*TASK ITEM:* Pick out every line in the entries below that contains the word "then". Case counts.

*Items from a dataset:*
*** Block opens ***

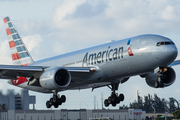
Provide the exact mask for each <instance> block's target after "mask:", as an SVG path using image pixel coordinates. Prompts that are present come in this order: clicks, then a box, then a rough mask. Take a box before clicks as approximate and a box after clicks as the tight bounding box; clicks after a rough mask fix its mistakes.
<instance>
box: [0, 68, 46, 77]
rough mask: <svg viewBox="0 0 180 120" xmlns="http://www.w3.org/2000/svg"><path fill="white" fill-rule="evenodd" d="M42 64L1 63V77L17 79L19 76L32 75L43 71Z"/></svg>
mask: <svg viewBox="0 0 180 120" xmlns="http://www.w3.org/2000/svg"><path fill="white" fill-rule="evenodd" d="M43 71H44V68H43V67H41V66H20V65H0V79H16V78H17V76H22V77H32V76H33V74H35V73H37V72H43Z"/></svg>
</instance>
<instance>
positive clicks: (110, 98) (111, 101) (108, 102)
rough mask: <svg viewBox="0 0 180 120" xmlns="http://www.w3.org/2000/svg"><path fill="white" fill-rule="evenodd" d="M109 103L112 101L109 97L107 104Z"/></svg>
mask: <svg viewBox="0 0 180 120" xmlns="http://www.w3.org/2000/svg"><path fill="white" fill-rule="evenodd" d="M111 102H112V99H111V96H110V97H108V103H109V104H111Z"/></svg>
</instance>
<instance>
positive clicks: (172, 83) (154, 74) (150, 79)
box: [146, 67, 176, 88]
mask: <svg viewBox="0 0 180 120" xmlns="http://www.w3.org/2000/svg"><path fill="white" fill-rule="evenodd" d="M175 79H176V73H175V71H174V70H173V69H172V68H170V67H167V69H166V71H165V72H162V73H148V74H147V75H146V83H147V84H148V85H149V86H151V87H153V88H163V87H167V86H170V85H172V84H173V83H174V81H175Z"/></svg>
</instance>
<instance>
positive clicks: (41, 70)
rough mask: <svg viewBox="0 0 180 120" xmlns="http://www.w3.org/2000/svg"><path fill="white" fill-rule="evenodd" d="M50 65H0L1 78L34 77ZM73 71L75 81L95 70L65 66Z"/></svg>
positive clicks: (81, 67) (14, 78) (83, 76)
mask: <svg viewBox="0 0 180 120" xmlns="http://www.w3.org/2000/svg"><path fill="white" fill-rule="evenodd" d="M47 68H49V67H43V66H20V65H0V79H16V78H17V77H18V76H21V77H32V76H33V75H34V74H36V73H42V72H43V71H45V70H46V69H47ZM63 68H65V69H67V70H68V71H69V72H70V73H71V77H72V80H73V81H76V80H81V79H85V78H86V77H88V75H90V73H92V71H94V70H95V68H92V67H91V68H90V67H63Z"/></svg>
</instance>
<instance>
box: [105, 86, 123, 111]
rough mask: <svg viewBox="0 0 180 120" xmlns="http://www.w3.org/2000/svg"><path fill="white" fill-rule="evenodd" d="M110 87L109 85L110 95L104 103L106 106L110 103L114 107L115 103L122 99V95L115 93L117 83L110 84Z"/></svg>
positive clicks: (114, 106)
mask: <svg viewBox="0 0 180 120" xmlns="http://www.w3.org/2000/svg"><path fill="white" fill-rule="evenodd" d="M111 86H112V87H109V86H108V87H109V88H110V89H111V90H112V93H111V96H109V97H108V99H105V100H104V105H105V106H106V107H108V106H109V105H110V104H112V106H113V107H115V106H116V105H117V104H119V103H120V101H123V100H124V95H123V94H120V95H119V96H118V93H115V91H116V90H118V87H119V83H114V84H111Z"/></svg>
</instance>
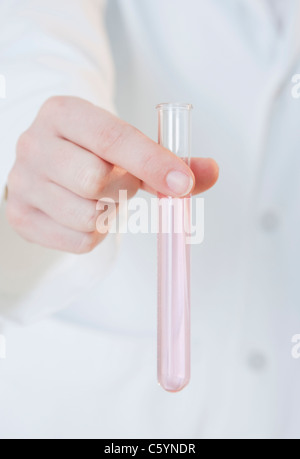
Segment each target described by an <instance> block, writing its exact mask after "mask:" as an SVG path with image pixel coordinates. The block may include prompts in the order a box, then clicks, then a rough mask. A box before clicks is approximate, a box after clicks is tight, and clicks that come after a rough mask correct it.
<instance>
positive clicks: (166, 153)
mask: <svg viewBox="0 0 300 459" xmlns="http://www.w3.org/2000/svg"><path fill="white" fill-rule="evenodd" d="M192 170H193V171H192ZM192 170H191V169H190V168H189V167H188V166H187V165H186V164H185V163H184V161H183V160H181V159H179V158H177V157H176V156H175V155H173V154H172V153H171V152H169V151H168V150H166V149H165V148H163V147H161V146H159V145H158V144H156V143H155V142H153V141H152V140H150V139H149V138H147V137H146V136H144V135H143V134H142V133H141V132H140V131H138V130H137V129H135V128H134V127H132V126H130V125H129V124H127V123H125V122H124V121H121V120H120V119H118V118H116V117H115V116H113V115H112V114H110V113H108V112H107V111H105V110H102V109H100V108H97V107H96V106H94V105H92V104H90V103H89V102H86V101H84V100H81V99H77V98H72V97H54V98H51V99H49V100H48V101H47V102H46V103H45V104H44V105H43V107H42V108H41V110H40V112H39V114H38V116H37V118H36V120H35V121H34V123H33V125H32V126H31V127H30V128H29V129H28V130H27V131H26V132H25V133H24V134H22V136H21V137H20V139H19V142H18V145H17V155H16V162H15V165H14V167H13V169H12V171H11V173H10V175H9V178H8V201H7V219H8V221H9V223H10V225H11V226H12V227H13V228H14V229H15V230H16V231H17V232H18V233H19V234H20V235H21V236H22V237H23V238H24V239H26V240H28V241H30V242H33V243H36V244H39V245H42V246H44V247H48V248H51V249H56V250H61V251H66V252H72V253H87V252H90V251H91V250H92V249H94V248H95V247H96V246H97V245H98V244H99V243H100V242H101V241H102V240H103V239H104V238H105V236H106V235H105V234H100V233H99V232H98V231H97V230H96V223H97V218H98V217H99V211H98V212H97V211H96V206H97V202H98V200H99V199H101V198H111V199H114V200H115V201H117V200H118V194H119V190H127V192H128V197H129V198H132V197H133V196H134V195H135V194H136V192H137V191H138V190H139V189H140V188H143V189H145V190H148V191H156V192H159V193H162V194H166V195H171V196H174V197H183V196H185V195H187V194H189V193H190V192H191V191H192V190H194V193H200V192H203V191H205V190H207V189H208V188H210V187H211V186H213V185H214V183H215V182H216V180H217V177H218V166H217V165H216V163H215V162H214V161H213V160H210V159H194V160H193V161H192Z"/></svg>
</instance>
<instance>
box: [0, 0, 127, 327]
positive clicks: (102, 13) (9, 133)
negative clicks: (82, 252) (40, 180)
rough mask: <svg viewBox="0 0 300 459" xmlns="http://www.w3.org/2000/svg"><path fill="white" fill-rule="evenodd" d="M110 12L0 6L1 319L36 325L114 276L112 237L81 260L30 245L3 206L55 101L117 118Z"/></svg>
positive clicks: (79, 259)
mask: <svg viewBox="0 0 300 459" xmlns="http://www.w3.org/2000/svg"><path fill="white" fill-rule="evenodd" d="M105 7H106V2H105V0H42V1H41V0H2V1H1V2H0V75H1V78H0V82H1V85H2V87H1V88H0V89H1V90H0V194H1V199H0V202H1V205H0V236H1V237H0V317H2V318H3V317H5V318H9V319H12V320H16V321H20V322H22V323H24V322H32V321H35V320H38V319H40V318H43V317H45V316H46V315H48V314H51V313H54V312H55V311H57V310H59V309H61V308H64V307H67V306H68V305H69V304H72V301H73V300H74V299H76V300H78V298H79V297H80V296H82V297H83V298H84V292H86V289H88V288H89V286H90V285H91V283H93V282H98V281H100V280H101V278H102V277H103V276H105V274H106V273H107V272H108V270H109V268H110V266H112V264H113V260H114V259H115V256H116V254H117V251H118V239H117V236H115V235H113V234H110V235H109V236H108V237H107V239H106V240H105V242H104V243H103V244H101V245H100V246H99V248H98V249H97V250H96V251H95V252H94V253H92V254H87V255H82V256H75V255H74V256H73V255H66V254H62V253H58V252H54V251H50V250H46V249H43V248H41V247H38V246H35V245H32V244H29V243H27V242H25V241H23V240H22V239H21V238H20V237H18V236H17V235H16V234H15V233H14V231H13V230H12V229H11V228H10V227H9V225H8V224H7V221H6V218H5V203H4V200H3V199H2V197H3V192H4V189H5V184H6V181H7V176H8V174H9V171H10V170H11V168H12V166H13V163H14V160H15V150H16V143H17V140H18V138H19V136H20V135H21V133H22V132H24V131H25V130H26V129H27V128H28V127H29V126H30V125H31V124H32V122H33V120H34V118H35V117H36V115H37V113H38V111H39V108H40V107H41V105H42V104H43V103H44V102H45V101H46V100H47V99H48V98H49V97H51V96H54V95H58V94H59V95H73V96H78V97H82V98H84V99H87V100H89V101H91V102H93V103H95V104H97V105H99V106H101V107H103V108H105V109H107V110H109V111H111V112H115V109H114V105H113V96H114V94H113V91H114V69H113V63H112V58H111V54H110V50H109V43H108V39H107V36H106V31H105ZM4 81H5V86H6V88H4Z"/></svg>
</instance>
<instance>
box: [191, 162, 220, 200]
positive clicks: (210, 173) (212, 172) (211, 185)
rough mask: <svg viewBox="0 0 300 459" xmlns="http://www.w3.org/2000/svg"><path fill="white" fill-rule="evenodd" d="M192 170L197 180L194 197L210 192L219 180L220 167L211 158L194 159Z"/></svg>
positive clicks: (194, 190) (195, 185)
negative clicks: (209, 189)
mask: <svg viewBox="0 0 300 459" xmlns="http://www.w3.org/2000/svg"><path fill="white" fill-rule="evenodd" d="M191 169H192V171H193V172H194V174H195V178H196V185H195V189H194V191H193V194H194V195H197V194H199V193H203V192H204V191H207V190H209V189H210V188H211V187H213V186H214V185H215V183H216V182H217V180H218V178H219V166H218V164H217V163H216V162H215V161H214V160H213V159H210V158H192V160H191Z"/></svg>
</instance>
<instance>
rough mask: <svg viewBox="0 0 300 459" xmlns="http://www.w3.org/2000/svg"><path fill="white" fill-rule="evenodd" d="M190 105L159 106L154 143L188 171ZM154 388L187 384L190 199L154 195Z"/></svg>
mask: <svg viewBox="0 0 300 459" xmlns="http://www.w3.org/2000/svg"><path fill="white" fill-rule="evenodd" d="M192 108H193V107H192V105H190V104H178V103H177V104H160V105H158V106H157V110H158V118H159V121H158V125H159V128H158V142H159V144H160V145H162V146H164V147H165V148H167V149H168V150H170V151H171V152H173V153H174V154H176V155H177V156H179V157H181V158H182V159H183V160H184V161H185V162H186V163H187V164H188V165H189V166H190V161H191V156H190V137H191V136H190V125H191V123H190V118H191V110H192ZM158 198H159V231H158V336H157V351H158V355H157V362H158V382H159V384H160V385H161V387H163V389H165V390H167V391H169V392H179V391H181V390H182V389H183V388H184V387H186V386H187V385H188V383H189V381H190V366H191V359H190V328H191V327H190V245H189V244H188V243H187V235H188V234H190V228H191V196H187V197H185V198H181V199H180V198H172V197H170V196H163V195H160V194H159V195H158Z"/></svg>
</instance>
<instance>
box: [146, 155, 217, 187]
mask: <svg viewBox="0 0 300 459" xmlns="http://www.w3.org/2000/svg"><path fill="white" fill-rule="evenodd" d="M191 169H192V171H193V173H194V175H195V182H196V184H195V188H194V190H193V195H197V194H200V193H203V192H204V191H207V190H209V189H210V188H211V187H213V186H214V185H215V183H216V182H217V180H218V177H219V166H218V164H217V163H216V162H215V161H214V160H213V159H210V158H192V160H191ZM141 188H142V189H143V190H145V191H148V192H149V193H151V194H157V192H156V190H154V189H153V188H151V187H149V186H148V185H147V184H145V183H142V185H141Z"/></svg>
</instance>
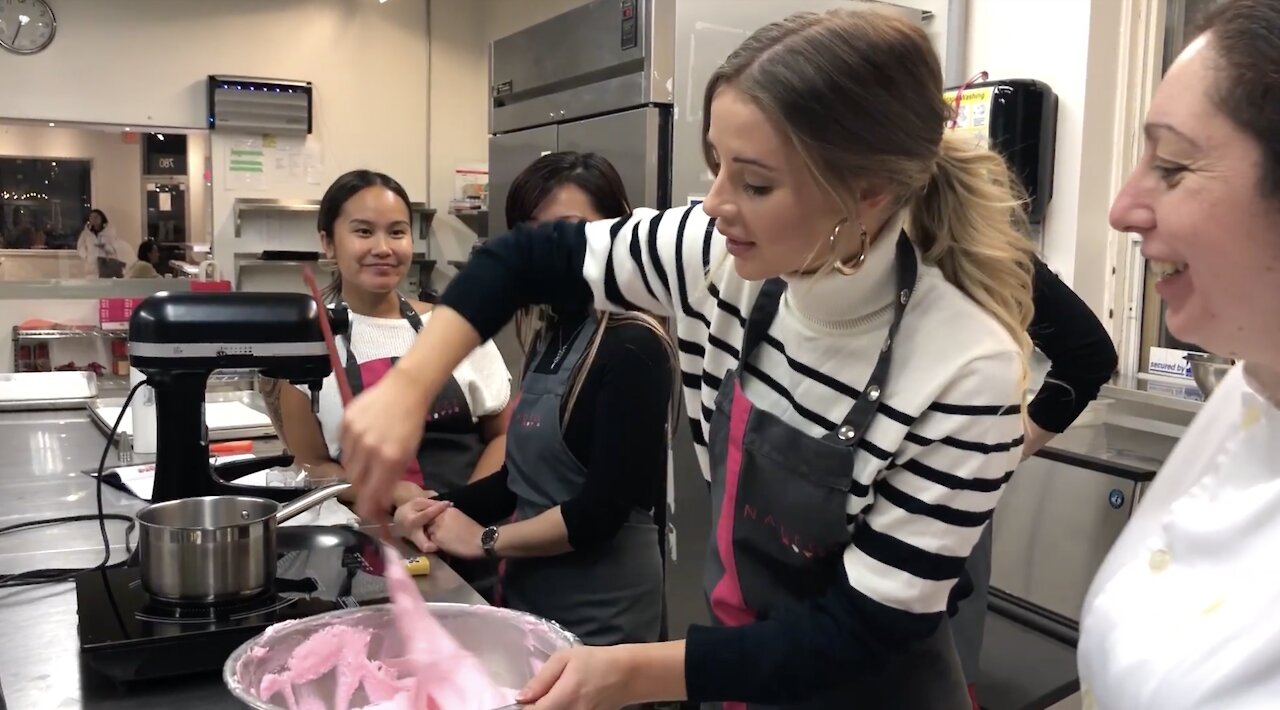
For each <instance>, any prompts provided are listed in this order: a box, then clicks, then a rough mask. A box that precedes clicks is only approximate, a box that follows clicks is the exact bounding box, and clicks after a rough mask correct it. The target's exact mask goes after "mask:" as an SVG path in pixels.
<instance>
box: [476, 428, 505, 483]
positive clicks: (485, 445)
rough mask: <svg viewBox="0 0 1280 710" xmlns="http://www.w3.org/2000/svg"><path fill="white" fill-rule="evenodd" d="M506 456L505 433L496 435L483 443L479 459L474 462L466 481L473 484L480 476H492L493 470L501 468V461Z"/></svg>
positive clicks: (493, 471)
mask: <svg viewBox="0 0 1280 710" xmlns="http://www.w3.org/2000/svg"><path fill="white" fill-rule="evenodd" d="M506 458H507V435H506V434H503V435H502V436H498V438H495V439H493V440H490V441H489V443H488V444H485V448H484V452H481V453H480V461H477V462H476V467H475V469H474V471H472V472H471V477H470V478H467V482H468V484H474V482H476V481H479V480H480V478H484V477H486V476H493V473H494V472H495V471H498V469H499V468H502V463H503V461H506Z"/></svg>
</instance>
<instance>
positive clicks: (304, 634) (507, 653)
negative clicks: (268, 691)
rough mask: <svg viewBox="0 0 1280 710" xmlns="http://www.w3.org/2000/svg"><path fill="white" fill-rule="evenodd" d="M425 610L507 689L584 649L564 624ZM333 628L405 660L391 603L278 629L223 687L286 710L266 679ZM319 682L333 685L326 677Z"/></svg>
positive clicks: (482, 611)
mask: <svg viewBox="0 0 1280 710" xmlns="http://www.w3.org/2000/svg"><path fill="white" fill-rule="evenodd" d="M426 606H428V609H430V611H431V614H433V615H434V617H435V618H436V619H438V620H439V622H440V623H442V624H443V626H444V628H445V629H448V632H449V633H451V635H453V637H454V638H457V641H458V643H460V645H462V647H463V649H466V650H467V651H468V652H471V654H472V655H475V656H476V658H477V659H480V663H481V664H484V667H485V670H488V672H489V675H490V677H492V678H493V681H494V683H497V684H498V686H500V687H504V688H517V690H518V688H522V687H524V686H525V683H527V682H529V681H530V679H531V678H532V677H534V673H536V672H538V669H539V668H541V665H543V663H545V661H547V659H549V658H550V656H552V654H554V652H556V651H559V650H563V649H568V647H571V646H576V645H579V640H577V637H576V636H573V635H572V633H570V632H567V631H564V628H562V627H561V626H559V624H556V623H554V622H549V620H547V619H543V618H539V617H534V615H532V614H525V613H524V611H515V610H511V609H500V608H497V606H476V605H470V604H442V603H430V604H428V605H426ZM334 624H338V626H348V627H358V628H365V629H367V631H370V632H371V640H370V643H369V651H370V656H372V659H374V660H383V659H392V658H398V656H401V655H403V654H402V652H401V649H402V646H401V640H399V635H398V632H397V631H396V622H394V620H393V618H392V608H390V605H389V604H381V605H376V606H361V608H357V609H340V610H338V611H329V613H326V614H317V615H315V617H308V618H306V619H302V620H298V622H291V623H285V624H279V626H276V627H273V628H270V629H268V631H264V632H262V633H260V635H259V636H256V637H253V638H251V640H248V641H246V642H244V643H243V645H241V647H239V649H236V651H234V652H233V654H232V655H230V656H229V658H228V659H227V663H225V664H224V665H223V682H224V683H225V684H227V688H228V690H230V691H232V693H233V695H234V696H236V697H237V698H238V700H239V701H241V702H243V704H246V705H248V706H250V707H255V709H257V710H285V707H284V706H283V705H274V704H271V702H268V701H265V700H261V698H259V696H257V688H259V686H260V684H261V682H262V677H264V675H268V674H270V673H278V672H280V670H283V669H284V667H285V664H287V663H288V659H289V655H291V654H292V652H293V649H296V647H297V646H298V643H301V642H302V641H305V640H306V638H308V637H310V636H311V635H312V633H315V632H316V631H319V629H320V628H324V627H328V626H334ZM256 649H265V650H266V652H265V654H262V652H261V651H257V654H259V655H257V656H256V658H255V656H253V655H251V652H250V651H251V650H256ZM325 675H329V674H325ZM316 682H317V683H324V682H329V681H328V679H326V678H325V677H321V679H320V681H316ZM361 697H362V692H358V693H357V697H356V698H353V701H355V702H352V707H360V706H361V702H360V700H361ZM278 698H279V697H278ZM282 702H283V701H282ZM512 707H513V706H512ZM497 710H504V709H497Z"/></svg>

*** Block closes ***

*SOLUTION FOR THIS EXERCISE:*
Provide the exact mask for each <instance> block's target after "mask:", as an SVG path using image pixel coordinates. Prompts that are present come in this order: clicks, then a box, then a rough mask. Take a box before clicks as approximate and a box after clicks as the tight bounding box; clicks after a rough mask fix its mistakes.
Segment each target described by an <instance> block, writing its exact mask after "mask:" as an SVG path with image pixel coordinates. The block may include prompts in the order a box, then clicks, then a rough mask. A box before clicks is approximate, a box after clicks is tight, and clicks that come after a rough mask correct it.
For each <instance>, any prompts provided are listed in this order: a box, then clicks, then a rough mask. A box that precedes clicks is only approximate, a box that follows clicks is the exact bounding box, and clicks after a rough mask correct it. The target's exact mask goes after "mask:" as an SVG path in pixels.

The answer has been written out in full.